● **Material shown**
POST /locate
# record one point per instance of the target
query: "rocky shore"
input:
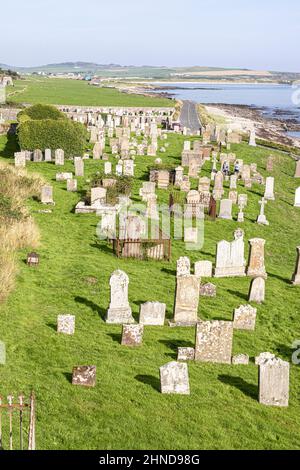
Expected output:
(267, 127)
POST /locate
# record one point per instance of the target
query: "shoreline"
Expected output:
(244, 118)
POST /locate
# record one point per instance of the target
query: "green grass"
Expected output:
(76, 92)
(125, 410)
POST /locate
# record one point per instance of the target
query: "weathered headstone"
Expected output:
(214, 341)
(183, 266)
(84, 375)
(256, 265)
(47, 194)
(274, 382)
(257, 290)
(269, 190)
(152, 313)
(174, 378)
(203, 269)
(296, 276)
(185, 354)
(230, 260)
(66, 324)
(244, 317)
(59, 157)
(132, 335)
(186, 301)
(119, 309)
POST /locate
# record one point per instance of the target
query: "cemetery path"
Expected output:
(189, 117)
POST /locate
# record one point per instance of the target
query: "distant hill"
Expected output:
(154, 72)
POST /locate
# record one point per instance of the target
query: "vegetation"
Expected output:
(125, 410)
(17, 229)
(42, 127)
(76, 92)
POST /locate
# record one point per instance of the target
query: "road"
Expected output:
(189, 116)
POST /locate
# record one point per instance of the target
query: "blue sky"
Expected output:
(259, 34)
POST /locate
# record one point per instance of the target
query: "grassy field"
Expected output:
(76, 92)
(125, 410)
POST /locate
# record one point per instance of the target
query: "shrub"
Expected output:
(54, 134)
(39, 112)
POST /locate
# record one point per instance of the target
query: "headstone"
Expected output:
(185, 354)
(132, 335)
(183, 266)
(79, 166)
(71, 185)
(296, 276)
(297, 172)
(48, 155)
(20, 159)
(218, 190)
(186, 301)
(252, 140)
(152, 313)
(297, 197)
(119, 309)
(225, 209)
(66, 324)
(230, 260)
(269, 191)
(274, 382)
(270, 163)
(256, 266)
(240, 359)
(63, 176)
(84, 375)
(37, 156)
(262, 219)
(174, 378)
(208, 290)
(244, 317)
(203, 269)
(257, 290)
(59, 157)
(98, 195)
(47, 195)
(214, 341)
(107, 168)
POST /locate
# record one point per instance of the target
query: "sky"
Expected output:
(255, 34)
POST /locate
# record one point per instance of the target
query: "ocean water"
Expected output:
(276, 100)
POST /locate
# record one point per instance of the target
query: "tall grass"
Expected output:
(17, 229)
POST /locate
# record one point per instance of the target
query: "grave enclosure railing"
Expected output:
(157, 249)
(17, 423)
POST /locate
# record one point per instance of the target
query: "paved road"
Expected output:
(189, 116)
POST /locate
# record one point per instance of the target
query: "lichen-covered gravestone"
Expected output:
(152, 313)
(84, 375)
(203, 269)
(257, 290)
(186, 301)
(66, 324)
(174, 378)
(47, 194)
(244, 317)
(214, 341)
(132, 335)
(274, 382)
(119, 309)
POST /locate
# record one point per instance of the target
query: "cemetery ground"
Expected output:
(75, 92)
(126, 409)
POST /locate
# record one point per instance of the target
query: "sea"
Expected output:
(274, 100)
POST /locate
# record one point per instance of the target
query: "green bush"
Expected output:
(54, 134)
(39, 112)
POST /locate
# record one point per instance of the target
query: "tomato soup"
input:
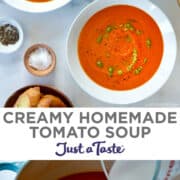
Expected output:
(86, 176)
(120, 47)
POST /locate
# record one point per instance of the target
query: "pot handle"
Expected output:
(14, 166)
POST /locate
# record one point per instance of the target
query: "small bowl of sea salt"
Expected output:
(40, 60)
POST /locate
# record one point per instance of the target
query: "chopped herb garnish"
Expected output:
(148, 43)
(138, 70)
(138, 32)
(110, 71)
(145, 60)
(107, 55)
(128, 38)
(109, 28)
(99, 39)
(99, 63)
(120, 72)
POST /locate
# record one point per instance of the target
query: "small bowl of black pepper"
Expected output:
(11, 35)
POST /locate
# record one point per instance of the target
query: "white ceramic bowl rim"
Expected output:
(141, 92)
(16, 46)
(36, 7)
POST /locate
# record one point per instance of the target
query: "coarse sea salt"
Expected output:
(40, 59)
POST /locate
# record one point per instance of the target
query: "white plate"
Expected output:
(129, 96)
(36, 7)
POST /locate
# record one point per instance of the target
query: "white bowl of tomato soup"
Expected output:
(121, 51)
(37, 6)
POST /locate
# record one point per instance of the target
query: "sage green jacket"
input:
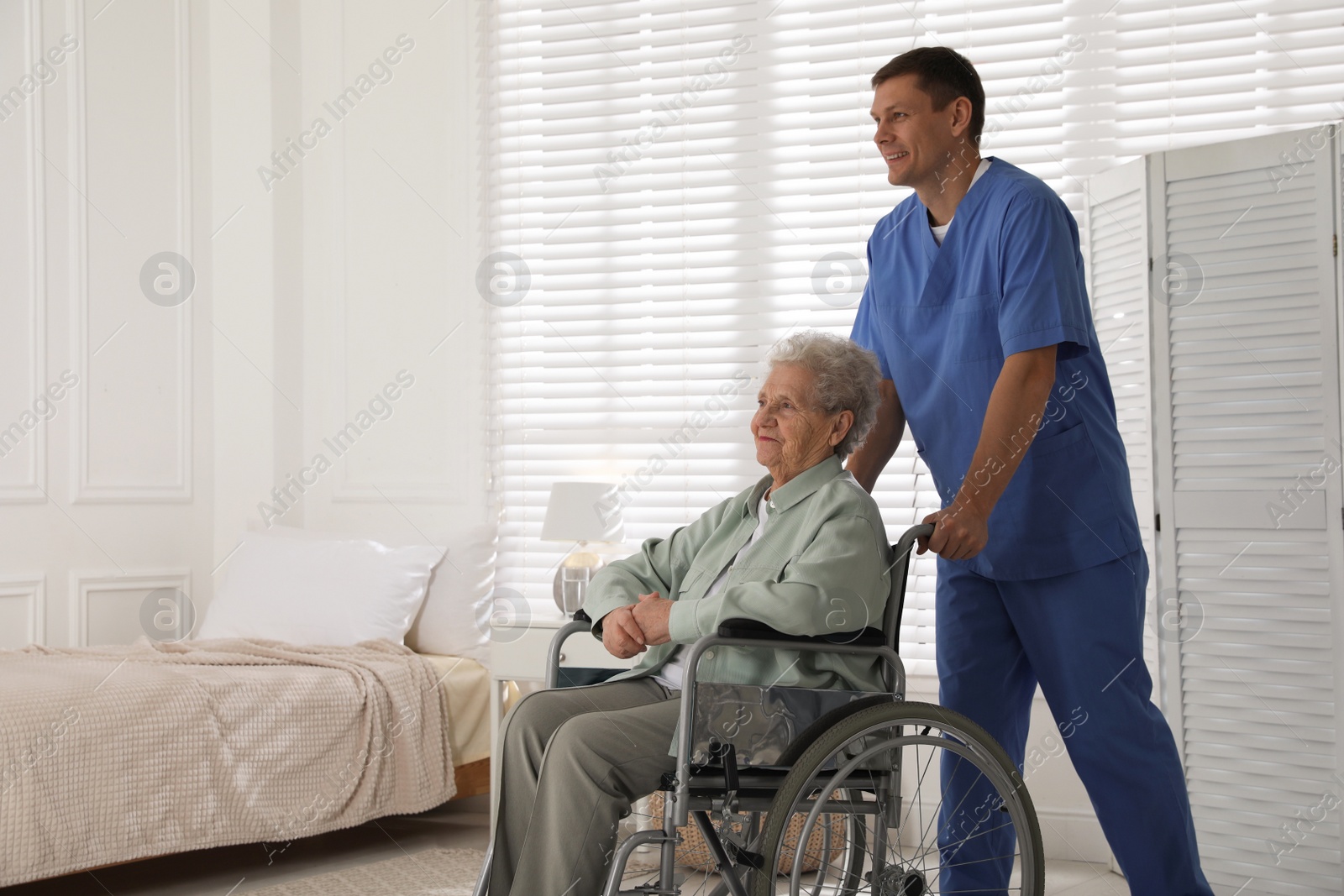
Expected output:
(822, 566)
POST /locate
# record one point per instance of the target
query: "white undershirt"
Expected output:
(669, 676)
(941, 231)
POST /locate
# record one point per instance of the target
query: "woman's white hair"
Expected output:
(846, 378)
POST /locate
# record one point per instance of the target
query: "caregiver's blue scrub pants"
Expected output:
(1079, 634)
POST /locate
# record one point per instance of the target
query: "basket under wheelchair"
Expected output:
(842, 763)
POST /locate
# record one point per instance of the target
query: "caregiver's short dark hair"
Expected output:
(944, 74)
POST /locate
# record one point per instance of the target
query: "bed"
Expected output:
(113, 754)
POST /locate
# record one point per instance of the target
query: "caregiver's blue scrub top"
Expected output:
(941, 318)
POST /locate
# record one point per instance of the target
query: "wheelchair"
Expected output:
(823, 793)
--
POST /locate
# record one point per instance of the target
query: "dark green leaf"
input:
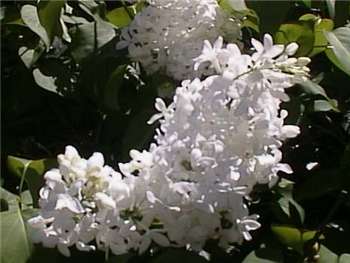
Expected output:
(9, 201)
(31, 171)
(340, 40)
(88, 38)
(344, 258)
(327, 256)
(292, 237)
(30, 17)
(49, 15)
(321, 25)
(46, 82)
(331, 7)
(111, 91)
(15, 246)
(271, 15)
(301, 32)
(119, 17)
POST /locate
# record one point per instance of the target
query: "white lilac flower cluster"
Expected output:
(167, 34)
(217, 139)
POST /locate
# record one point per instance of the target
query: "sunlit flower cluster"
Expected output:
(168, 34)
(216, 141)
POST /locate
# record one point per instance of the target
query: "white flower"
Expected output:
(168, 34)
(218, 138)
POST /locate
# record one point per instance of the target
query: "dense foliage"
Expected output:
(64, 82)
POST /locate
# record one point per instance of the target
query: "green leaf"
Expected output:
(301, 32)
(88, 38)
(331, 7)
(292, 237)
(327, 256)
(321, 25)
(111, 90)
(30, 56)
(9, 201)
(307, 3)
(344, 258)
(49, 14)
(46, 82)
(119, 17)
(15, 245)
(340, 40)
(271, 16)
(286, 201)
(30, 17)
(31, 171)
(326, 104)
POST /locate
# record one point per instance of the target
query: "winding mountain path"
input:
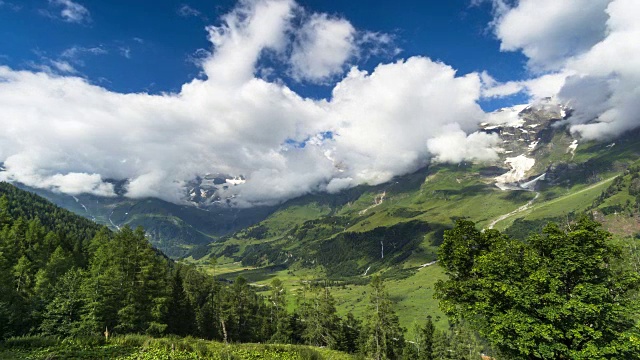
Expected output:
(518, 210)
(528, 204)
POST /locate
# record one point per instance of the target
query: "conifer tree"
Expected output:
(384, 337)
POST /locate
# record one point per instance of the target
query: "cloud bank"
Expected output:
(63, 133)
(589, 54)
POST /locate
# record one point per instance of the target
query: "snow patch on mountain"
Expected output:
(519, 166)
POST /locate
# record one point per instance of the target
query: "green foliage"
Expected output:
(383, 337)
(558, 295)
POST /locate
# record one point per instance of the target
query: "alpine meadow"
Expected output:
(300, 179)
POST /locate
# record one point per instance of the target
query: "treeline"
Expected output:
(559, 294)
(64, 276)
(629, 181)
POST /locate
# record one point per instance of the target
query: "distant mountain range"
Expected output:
---
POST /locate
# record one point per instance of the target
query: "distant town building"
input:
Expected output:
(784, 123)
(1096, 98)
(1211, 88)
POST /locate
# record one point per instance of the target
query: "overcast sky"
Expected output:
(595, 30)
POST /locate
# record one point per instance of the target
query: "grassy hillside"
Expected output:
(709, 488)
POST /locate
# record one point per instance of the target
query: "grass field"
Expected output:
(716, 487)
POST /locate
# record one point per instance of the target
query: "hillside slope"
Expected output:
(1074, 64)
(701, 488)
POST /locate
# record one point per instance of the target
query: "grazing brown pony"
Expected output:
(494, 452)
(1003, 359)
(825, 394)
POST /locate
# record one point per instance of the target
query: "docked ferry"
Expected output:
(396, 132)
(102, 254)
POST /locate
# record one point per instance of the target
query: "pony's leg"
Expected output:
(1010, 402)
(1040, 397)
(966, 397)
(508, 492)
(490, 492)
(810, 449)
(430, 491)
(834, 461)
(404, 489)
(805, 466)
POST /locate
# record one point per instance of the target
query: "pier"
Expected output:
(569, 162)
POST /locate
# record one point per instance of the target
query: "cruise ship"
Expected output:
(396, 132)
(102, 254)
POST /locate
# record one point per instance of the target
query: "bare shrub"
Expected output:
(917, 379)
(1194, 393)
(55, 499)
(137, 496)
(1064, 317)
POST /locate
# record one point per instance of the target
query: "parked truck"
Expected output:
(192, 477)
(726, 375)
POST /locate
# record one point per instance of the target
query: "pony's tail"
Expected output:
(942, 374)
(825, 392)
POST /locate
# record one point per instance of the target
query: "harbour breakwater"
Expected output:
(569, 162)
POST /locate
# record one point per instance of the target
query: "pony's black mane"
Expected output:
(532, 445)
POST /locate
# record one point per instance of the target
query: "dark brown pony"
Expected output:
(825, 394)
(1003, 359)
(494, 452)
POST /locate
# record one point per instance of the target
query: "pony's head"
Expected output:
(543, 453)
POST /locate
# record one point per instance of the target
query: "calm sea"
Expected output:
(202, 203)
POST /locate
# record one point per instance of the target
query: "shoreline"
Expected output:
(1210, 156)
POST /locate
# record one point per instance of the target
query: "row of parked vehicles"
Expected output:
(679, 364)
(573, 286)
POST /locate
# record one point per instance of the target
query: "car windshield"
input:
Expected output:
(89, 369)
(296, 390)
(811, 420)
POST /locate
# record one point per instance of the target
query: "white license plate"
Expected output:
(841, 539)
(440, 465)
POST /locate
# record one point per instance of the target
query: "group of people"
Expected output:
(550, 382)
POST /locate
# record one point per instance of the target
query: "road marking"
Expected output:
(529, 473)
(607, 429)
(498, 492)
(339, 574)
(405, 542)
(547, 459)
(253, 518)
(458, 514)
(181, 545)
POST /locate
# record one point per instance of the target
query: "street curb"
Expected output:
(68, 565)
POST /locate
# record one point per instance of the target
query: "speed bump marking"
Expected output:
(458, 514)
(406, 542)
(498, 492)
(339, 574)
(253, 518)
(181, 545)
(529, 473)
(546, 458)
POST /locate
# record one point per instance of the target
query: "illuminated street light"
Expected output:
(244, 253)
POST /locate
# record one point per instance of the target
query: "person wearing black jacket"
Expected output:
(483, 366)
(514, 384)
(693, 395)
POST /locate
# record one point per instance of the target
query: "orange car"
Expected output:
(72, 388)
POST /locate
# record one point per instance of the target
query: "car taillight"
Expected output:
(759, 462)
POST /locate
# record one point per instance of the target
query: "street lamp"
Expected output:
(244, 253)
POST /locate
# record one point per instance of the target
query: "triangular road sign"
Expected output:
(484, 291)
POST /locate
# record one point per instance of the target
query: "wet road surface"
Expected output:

● **Exercise aim**
Go through the records and copy out, in full, every line that contains the string "road". Matches must have the same capitalization.

● **Task output**
query: "road"
query: "paved road"
query: "road marking"
query: "triangular road sign"
query: "wet road surface"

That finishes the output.